#### [УСЛОВИЕ ЗАДАЧИ 1]
Какое племя, по тексту об осетинах, в начале нашей эры переселилось на Северный Кавказ?
#### [УСЛОВИЕ ЗАДАЧИ 2]
Переведите на английский предложение из текста об осетинах: «Мировую известность получила монументальная осетинская эпопея о героях Нартах».

#### [ПОКАЗАННЫЙ ТЕКСТ]
▼

По происхождению осетины относятся к североиранской группе индоевропейской семьи. Отдаленные предки осетин, известные в исторических источниках под названием скифов, массагетов, саков, сарматов, роксолан, алан, населяли в древности обширную территорию на юге России и в Средней Азии. В начале нашей эры одно из сарматских племен — аланы — продвинулось на Северный Кавказ и, смешавшись с местными кавказскими народностями, дало начало современной осетинской нации.
До XIX века у осетин не было своей письменности и литературы. Но они обладали богатейшей фольклорной традицией. В особенности процветали эпические жанры народной поэзии. Мировую известность получила монументальная осетинская эпопея о героях Нартах.
В середине прошлого века член Российской Академии Наук
А. Шёгрен создал для осетин алфавит на основе русской графики (кириллицы). С этого времени начинаются опыты литературного творчества на осетинском языке. Подлинным создателем осетинского литературного языка и основоположником национальной литературы является Коста Хетагуров (по-осетински — Xetægkaty K’osta).
В одном из глухих ущелий Осетии в верховьях реки Ардон возвышается на скале аул Нар. Сакли и боевые башни, тесно прижавшиеся друг к другу, кажутся продолжением скалы, — тот же серовато-желтый камень образует и скалу и аул. В этой суровой горной глуши в 1859 году родился будущий поэт.

▲

#### [ИЗВЛЕЧЁННЫЕ ЗАПИСИ]

▼

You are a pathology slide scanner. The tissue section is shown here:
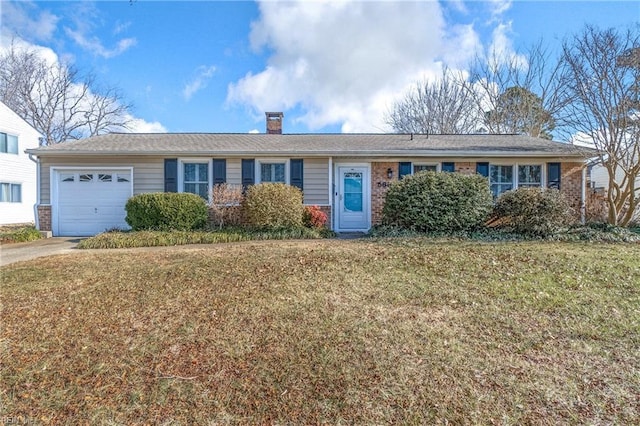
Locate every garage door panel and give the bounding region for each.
[56,169,133,236]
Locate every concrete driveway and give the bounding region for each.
[0,237,82,266]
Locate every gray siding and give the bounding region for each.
[40,156,329,205]
[304,158,329,205]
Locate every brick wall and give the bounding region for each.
[371,162,399,225]
[38,206,51,231]
[560,163,586,216]
[455,163,476,175]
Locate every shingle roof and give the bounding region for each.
[28,133,595,158]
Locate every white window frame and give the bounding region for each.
[489,163,518,197]
[255,158,291,185]
[0,182,23,204]
[178,158,213,200]
[514,163,545,188]
[411,162,442,175]
[488,161,547,198]
[0,131,20,155]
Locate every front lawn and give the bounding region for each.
[0,238,640,424]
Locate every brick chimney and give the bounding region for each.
[265,112,284,135]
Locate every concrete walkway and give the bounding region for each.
[0,237,82,266]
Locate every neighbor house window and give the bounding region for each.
[413,164,438,174]
[489,164,513,197]
[260,162,287,183]
[518,165,542,188]
[0,132,18,154]
[182,163,209,200]
[0,182,22,203]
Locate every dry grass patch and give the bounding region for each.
[0,239,640,424]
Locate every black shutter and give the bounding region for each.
[289,158,304,191]
[442,163,456,173]
[242,159,256,189]
[476,163,489,177]
[398,161,413,179]
[164,158,178,192]
[547,163,561,189]
[213,158,227,185]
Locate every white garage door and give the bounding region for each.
[53,169,133,236]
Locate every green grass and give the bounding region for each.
[0,238,640,424]
[78,228,332,249]
[0,225,42,244]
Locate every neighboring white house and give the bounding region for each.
[0,102,40,225]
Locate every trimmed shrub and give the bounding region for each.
[0,225,42,244]
[125,192,208,231]
[493,188,575,237]
[382,172,493,232]
[302,206,327,228]
[209,183,244,228]
[244,183,304,228]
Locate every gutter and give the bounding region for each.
[580,166,587,225]
[27,150,593,159]
[27,151,40,231]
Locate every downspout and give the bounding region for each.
[29,153,40,231]
[580,165,587,225]
[329,157,335,231]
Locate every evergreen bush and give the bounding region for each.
[125,192,208,231]
[244,183,304,228]
[493,188,575,237]
[382,171,493,232]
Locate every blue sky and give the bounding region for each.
[0,0,640,133]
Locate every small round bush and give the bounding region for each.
[125,192,208,231]
[382,172,493,232]
[302,206,328,229]
[244,183,304,228]
[493,188,574,237]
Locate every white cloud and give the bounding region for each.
[182,65,216,100]
[0,1,60,42]
[64,27,137,59]
[0,38,167,137]
[489,21,528,69]
[489,0,512,19]
[227,1,478,132]
[64,2,137,59]
[127,116,167,133]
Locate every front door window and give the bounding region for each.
[336,166,371,231]
[344,172,362,212]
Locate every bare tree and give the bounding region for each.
[0,44,131,145]
[465,41,567,139]
[485,86,555,139]
[386,68,478,134]
[562,26,640,226]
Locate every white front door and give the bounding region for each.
[335,165,371,232]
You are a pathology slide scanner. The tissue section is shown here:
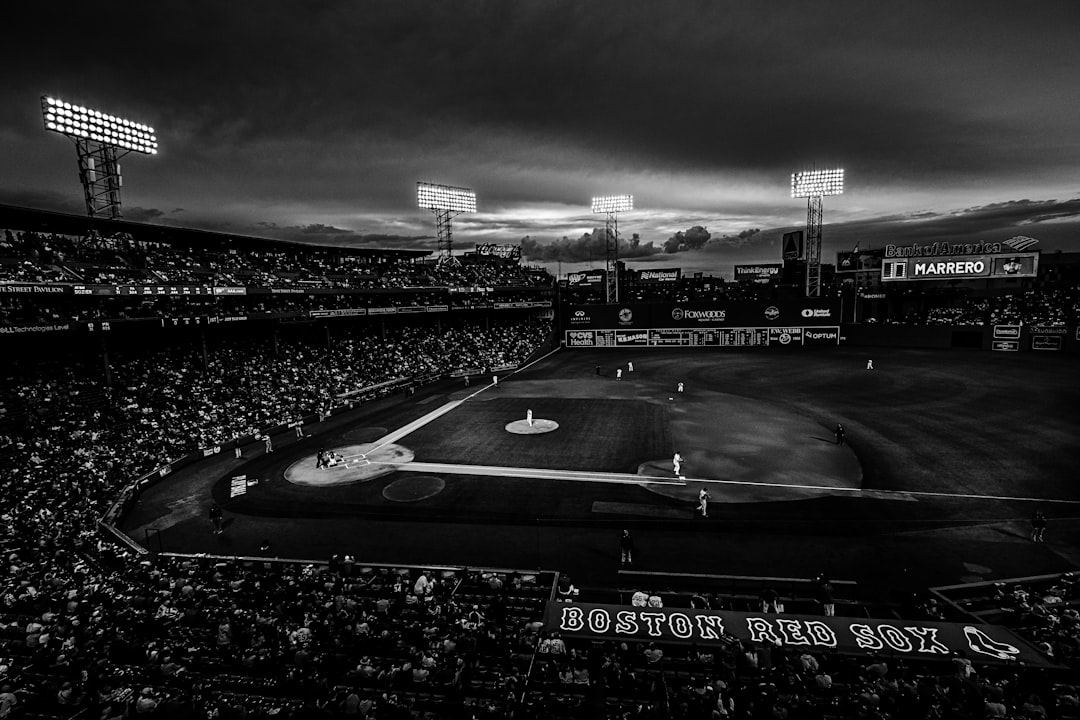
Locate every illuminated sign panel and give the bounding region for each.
[543,601,1050,667]
[41,95,158,155]
[637,268,683,283]
[476,243,522,260]
[566,270,607,286]
[734,262,784,283]
[881,253,1039,281]
[416,182,476,213]
[792,167,843,198]
[593,195,634,213]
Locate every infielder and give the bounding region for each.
[698,488,710,517]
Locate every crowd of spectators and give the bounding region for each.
[0,289,551,326]
[0,323,550,718]
[885,288,1080,327]
[0,230,552,289]
[949,572,1080,668]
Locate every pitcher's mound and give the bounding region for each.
[285,443,414,487]
[507,420,558,435]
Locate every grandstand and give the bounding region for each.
[0,207,1080,719]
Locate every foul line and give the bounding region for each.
[365,400,464,454]
[687,478,1080,505]
[384,461,684,485]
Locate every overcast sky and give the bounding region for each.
[0,0,1080,274]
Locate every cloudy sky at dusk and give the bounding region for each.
[0,0,1080,274]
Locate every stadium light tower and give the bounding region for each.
[593,195,634,302]
[792,168,843,298]
[41,95,158,218]
[416,182,476,263]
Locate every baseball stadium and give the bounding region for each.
[6,16,1080,720]
[0,198,1080,718]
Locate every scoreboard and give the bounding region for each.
[566,326,840,348]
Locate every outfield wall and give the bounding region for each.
[840,323,1080,354]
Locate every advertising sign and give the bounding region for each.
[566,270,607,287]
[476,243,522,260]
[1031,335,1062,350]
[637,268,683,283]
[881,253,1039,281]
[836,250,885,273]
[802,327,840,345]
[735,262,784,284]
[544,602,1051,667]
[564,298,840,330]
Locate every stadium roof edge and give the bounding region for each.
[0,203,434,258]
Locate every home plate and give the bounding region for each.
[285,443,414,487]
[507,418,558,435]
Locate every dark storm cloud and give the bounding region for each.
[521,228,662,262]
[123,207,166,222]
[816,199,1080,250]
[300,222,351,235]
[0,0,1080,244]
[0,187,86,215]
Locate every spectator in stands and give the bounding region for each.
[619,530,634,565]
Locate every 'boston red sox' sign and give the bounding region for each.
[544,602,1051,666]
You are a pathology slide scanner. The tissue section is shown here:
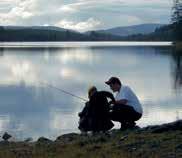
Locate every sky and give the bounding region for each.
[0,0,173,32]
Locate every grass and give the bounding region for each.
[0,130,182,158]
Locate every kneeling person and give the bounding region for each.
[105,77,143,129]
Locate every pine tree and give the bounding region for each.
[171,0,182,41]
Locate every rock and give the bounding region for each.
[37,137,52,144]
[2,132,12,141]
[142,120,182,133]
[24,138,33,143]
[55,133,80,144]
[119,135,128,142]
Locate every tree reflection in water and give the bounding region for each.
[172,49,182,90]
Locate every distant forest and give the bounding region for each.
[0,24,174,42]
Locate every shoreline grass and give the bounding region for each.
[0,121,182,158]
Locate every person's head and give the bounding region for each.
[105,77,122,92]
[88,86,97,98]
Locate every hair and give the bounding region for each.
[88,86,97,98]
[113,80,121,86]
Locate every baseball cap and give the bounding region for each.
[105,77,121,85]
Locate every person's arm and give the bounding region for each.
[101,91,115,103]
[115,99,128,105]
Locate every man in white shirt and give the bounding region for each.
[105,77,143,129]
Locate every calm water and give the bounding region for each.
[0,42,182,139]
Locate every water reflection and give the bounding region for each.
[0,44,182,138]
[172,48,182,90]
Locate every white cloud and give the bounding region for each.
[0,0,172,28]
[56,18,102,32]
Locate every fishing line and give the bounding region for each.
[39,81,88,102]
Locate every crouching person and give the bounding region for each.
[105,77,143,130]
[78,86,115,133]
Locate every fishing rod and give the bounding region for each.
[39,81,88,102]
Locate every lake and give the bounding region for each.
[0,42,182,139]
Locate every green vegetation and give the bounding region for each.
[0,25,174,42]
[0,121,182,158]
[172,0,182,41]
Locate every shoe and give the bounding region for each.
[120,122,136,131]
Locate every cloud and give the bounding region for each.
[0,0,172,29]
[57,18,102,32]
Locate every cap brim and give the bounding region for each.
[105,81,111,85]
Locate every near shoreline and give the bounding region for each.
[0,120,182,158]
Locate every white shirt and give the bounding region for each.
[115,85,143,114]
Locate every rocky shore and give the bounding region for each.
[0,120,182,158]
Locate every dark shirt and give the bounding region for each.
[89,91,115,119]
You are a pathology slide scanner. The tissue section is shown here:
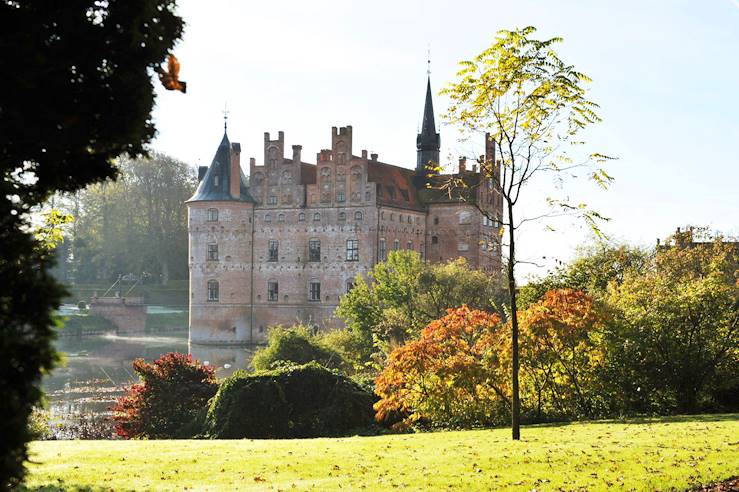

▲

#### [ОТВЕТ НА ЗАДАНИЕ 1]
Аланы, одно из сарматских племен.

#### [ОТВЕТ НА ЗАДАНИЕ 2]
The monumental Ossetian epic about the Nart heroes gained worldwide fame.